* start *
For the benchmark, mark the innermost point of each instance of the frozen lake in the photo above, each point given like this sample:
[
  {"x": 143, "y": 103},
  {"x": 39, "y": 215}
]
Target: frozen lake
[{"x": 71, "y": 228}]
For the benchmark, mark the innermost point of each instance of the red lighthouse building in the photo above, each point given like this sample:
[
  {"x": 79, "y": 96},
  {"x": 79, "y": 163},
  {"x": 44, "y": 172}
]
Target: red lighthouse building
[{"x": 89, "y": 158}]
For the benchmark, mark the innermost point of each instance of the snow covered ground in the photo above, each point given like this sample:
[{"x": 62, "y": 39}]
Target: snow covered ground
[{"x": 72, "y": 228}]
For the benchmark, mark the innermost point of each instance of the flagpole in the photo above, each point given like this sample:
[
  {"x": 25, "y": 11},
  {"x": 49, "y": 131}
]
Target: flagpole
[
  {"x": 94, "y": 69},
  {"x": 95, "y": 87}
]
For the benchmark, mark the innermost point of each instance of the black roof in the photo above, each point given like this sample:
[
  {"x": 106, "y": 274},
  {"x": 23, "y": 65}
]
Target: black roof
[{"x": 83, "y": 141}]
* end *
* start *
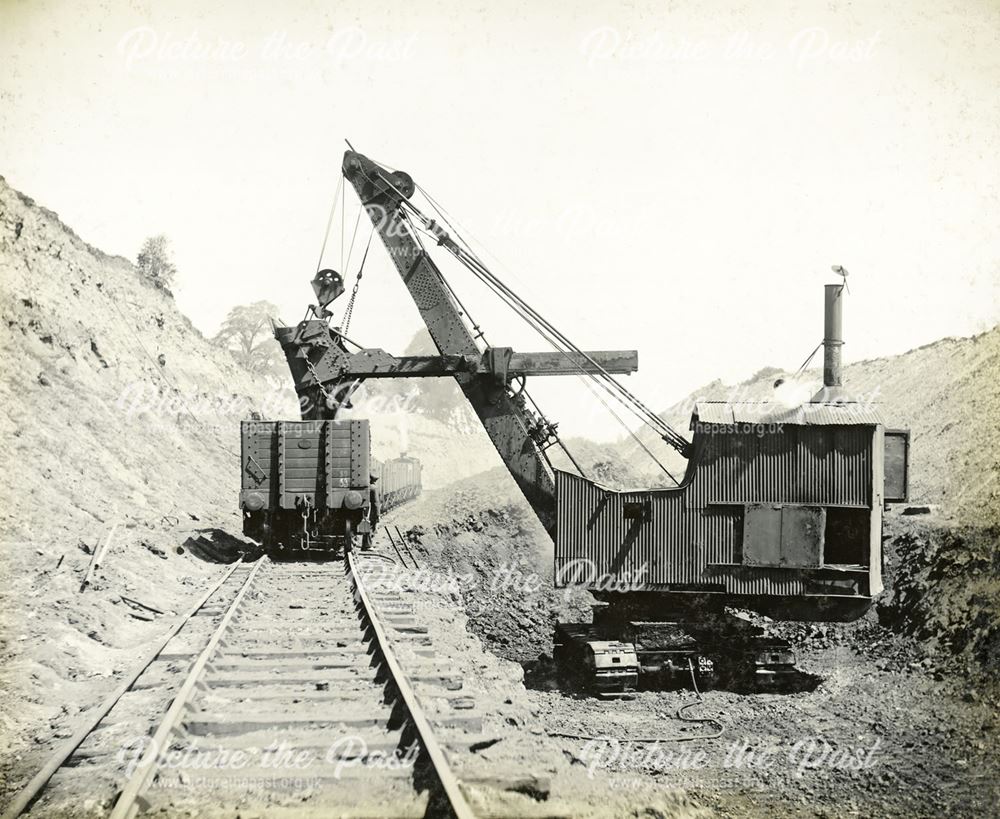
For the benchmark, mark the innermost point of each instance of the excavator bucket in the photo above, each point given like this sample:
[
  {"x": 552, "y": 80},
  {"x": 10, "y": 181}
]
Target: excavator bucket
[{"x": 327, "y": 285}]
* end *
Copy out, in full, every line from the two blocks above that contains the word "lake".

▶ _Solved exercise_:
For the benchmark, mark the innermost point of each instance of the frozen lake in the photo above, each point given like this sample:
Target: frozen lake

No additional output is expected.